= Given task A =
Reproduce the section of the text on alcohol advertising in sport without any changes. Begin at the words "These measures will" and stop after "held for children.".
= Given task B =
In the text on alcohol advertising in sport, put this sentence into Spanish: "These measures will make an impact on the nature of alcohol marketing, and are further steps to reduce children’s exposure to alcohol promotion."

= Text segment =
## Begin
Alcohol advertising gets the red card from the field of sport

Alcohol Action Ireland, the national independent advocate for reducing alcohol harm, today (Friday 12th November) welcomes the operational commencement of Sections 15 and 16 of the Public Health Alcohol enacted three years ago in October 2018.

These measures will make an impact on the nature of alcohol marketing, and are further steps to reduce children’s exposure to alcohol promotion.

Section 15 will remove from a sports playing area, all alcohol advertising and promotion, and prohibits alcohol advertising at events predominantly held for children.

The recently published frequency analysis of alcohol marketing during the 2020 Six Nations Championship by University of Stirling, highlighted that a child viewing a match broadcast was likely to receive alcohol promotion every 15 seconds.

By removing these promotions from the sports playing area, as Section 15 now will, there is the potential to reduce the exposure by half.

According to the recent Broadcasting Authority of Ireland’s ‘Statutory Report on the Effect of the BAI Children’s Commercial Communications Code’ (2021), seven of the top ten TV Programmes for Irish children, aged 4-17 years, were live sports broadcasts: GAA, Rugby and Soccer.

Equally, Section 16 prohibits alcohol sponsorship of children events and notably, all racing motoring events.

Two major pillars of the Act remain to be commenced by the Minister for Health, including significant provisions on the content of advertising and broadcast watershed, and the provision of health warnings on all alcohol product labels.
## End
= Data records =
## Begin
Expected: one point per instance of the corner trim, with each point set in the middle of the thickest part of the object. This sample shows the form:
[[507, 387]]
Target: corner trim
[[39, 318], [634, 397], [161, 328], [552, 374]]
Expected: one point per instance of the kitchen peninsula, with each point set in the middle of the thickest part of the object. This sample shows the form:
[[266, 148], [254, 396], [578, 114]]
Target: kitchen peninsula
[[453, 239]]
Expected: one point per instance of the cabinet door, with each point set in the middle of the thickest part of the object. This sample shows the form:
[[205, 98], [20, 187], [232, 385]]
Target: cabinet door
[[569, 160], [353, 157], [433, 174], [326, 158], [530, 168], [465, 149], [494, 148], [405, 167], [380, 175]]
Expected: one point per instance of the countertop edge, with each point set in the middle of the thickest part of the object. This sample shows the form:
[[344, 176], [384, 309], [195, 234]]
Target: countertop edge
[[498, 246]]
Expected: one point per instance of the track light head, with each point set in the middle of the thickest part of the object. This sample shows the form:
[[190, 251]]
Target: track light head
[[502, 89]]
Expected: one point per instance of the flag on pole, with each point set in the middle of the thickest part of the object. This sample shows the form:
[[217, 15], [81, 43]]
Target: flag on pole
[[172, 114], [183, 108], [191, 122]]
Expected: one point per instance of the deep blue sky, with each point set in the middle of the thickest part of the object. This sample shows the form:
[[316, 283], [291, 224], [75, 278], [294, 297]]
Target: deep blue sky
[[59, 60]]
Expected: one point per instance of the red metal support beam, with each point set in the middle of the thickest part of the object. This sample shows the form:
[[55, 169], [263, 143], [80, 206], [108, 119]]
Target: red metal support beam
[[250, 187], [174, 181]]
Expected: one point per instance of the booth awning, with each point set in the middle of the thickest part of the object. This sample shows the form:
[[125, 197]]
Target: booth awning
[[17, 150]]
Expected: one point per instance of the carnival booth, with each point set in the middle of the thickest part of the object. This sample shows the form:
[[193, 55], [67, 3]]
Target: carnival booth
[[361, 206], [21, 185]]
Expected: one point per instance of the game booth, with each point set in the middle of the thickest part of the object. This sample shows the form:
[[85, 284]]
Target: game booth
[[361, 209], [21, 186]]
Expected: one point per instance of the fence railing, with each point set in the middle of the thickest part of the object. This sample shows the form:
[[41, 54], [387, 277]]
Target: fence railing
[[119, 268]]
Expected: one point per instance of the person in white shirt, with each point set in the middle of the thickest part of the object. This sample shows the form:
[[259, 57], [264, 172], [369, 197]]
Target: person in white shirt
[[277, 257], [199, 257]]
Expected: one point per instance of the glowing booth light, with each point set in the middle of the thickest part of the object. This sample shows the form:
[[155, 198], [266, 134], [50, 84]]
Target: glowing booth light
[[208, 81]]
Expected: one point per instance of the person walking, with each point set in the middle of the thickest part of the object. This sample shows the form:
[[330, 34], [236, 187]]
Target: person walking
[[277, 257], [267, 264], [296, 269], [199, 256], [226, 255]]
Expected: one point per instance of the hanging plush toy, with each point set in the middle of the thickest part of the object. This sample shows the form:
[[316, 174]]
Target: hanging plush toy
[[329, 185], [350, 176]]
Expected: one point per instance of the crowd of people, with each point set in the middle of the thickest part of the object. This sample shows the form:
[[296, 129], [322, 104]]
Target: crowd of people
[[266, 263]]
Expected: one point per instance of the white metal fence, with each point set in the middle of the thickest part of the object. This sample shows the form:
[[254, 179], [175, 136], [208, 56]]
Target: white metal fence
## End
= Response A =
These measures will make an impact on the nature of alcohol marketing, and are further steps to reduce children’s exposure to alcohol promotion.

Section 15 will remove from a sports playing area, all alcohol advertising and promotion, and prohibits alcohol advertising at events predominantly held for children.

= Response B =
Estas medidas tendrán un impacto en la naturaleza del marketing del alcohol y son nuevos pasos para reducir la exposición de los niños a la promoción del alcohol.